**Source passage**
────────────────────────────────────────
Today: Journal Start Date May 16, 2000
May 16, 2000
To recapture the connection to the creative process, I must begin from the beginning- and that is to “come back” to the IMAGE/IDEA FILE, to “come back” to my journal- only this way can I begin to explore the central theme to the next body of work- only this way can I begin to UNDERSTAND why I was driven to study the IMMIGRANT, the PIONEER- the woman at the centre entering the new world, with the ancients on her back. In order for this theme to work, I cannot remove myself from it. I have to place myself within the play, as its central character. I have to become the people that I study. Only this way will the work be done, filled with my meaning, have any kind of importance. And it’s only through the journal that I have privacy and space enough to have a world of my own. A place just mine so that I can create SOME THING.
Does the central motherless child/woman recur in my work because of the awe of independence?
June 1, 2000
Struggling, haggard, the forgotten, the overlooked, the lost, misplaced… As Vilhelm Moberg did, I too want to awaken the dead. I too want to conquer fate and oppression. I too want to recall what was past and what has been lost. I want to return this homestead and its souls to life. This little world shall be restored. I want to recreate it.
June 4, 2000
I was going through some journals, while reorganizing my studio and came across the following, told to me by [my son] January 30,1996 [the day before his 8th birthday], on the way home from his after-school science class: “Hurry home. I need to watch the sunset. The sun is giving me my birthday present. When the sun sets and the colours change, the chemicals change. The sun shows me my past. The sun celebrates my birthday’s yesterday.”
────────────────────────────────────────
**Direction 1**
Please extract everything in the journal entries from "Today: Journal Start" down to "create SOME THING.".
**Direction 2**
In the journal entries, whose example does the writer follow in wanting to awaken the dead?
**Direction 3**
Summarize the journal entries in two sentences.

**Data shown**
────────────────────────────────────────
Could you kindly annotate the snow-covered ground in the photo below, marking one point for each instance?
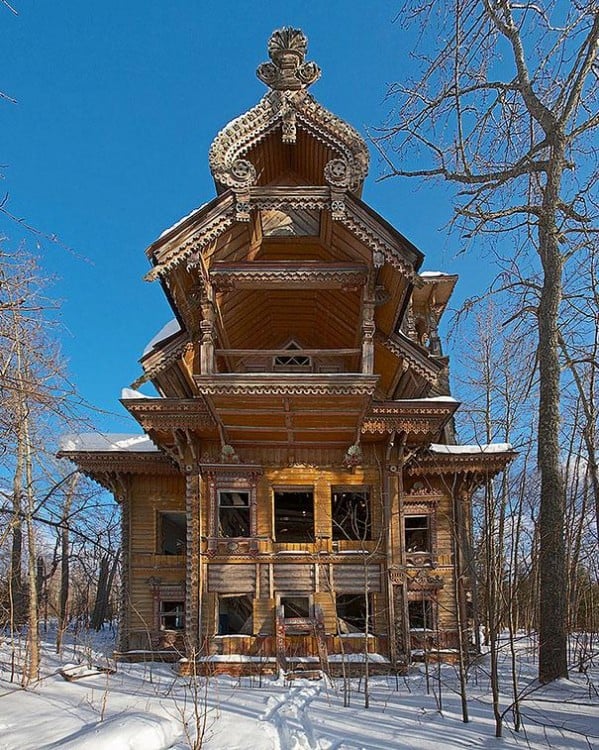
────────────────────────────────────────
**Complete response 1**
Today: Journal Start Date May 16, 2000
May 16, 2000
To recapture the connection to the creative process, I must begin from the beginning- and that is to “come back” to the IMAGE/IDEA FILE, to “come back” to my journal- only this way can I begin to explore the central theme to the next body of work- only this way can I begin to UNDERSTAND why I was driven to study the IMMIGRANT, the PIONEER- the woman at the centre entering the new world, with the ancients on her back. In order for this theme to work, I cannot remove myself from it. I have to place myself within the play, as its central character. I have to become the people that I study. Only this way will the work be done, filled with my meaning, have any kind of importance. And it’s only through the journal that I have privacy and space enough to have a world of my own. A place just mine so that I can create SOME THING.

**Complete response 2**
Vilhelm Moberg's.

**Complete response 3**
The writer resolves to return to the journal and the image/idea file in order to explore the theme of the immigrant and pioneer woman, placing themselves within the work as its central character. Following Vilhelm Moberg, the writer wants to awaken the dead and restore a lost homestead, and also records a child's 1996 words about the sunset showing him his past.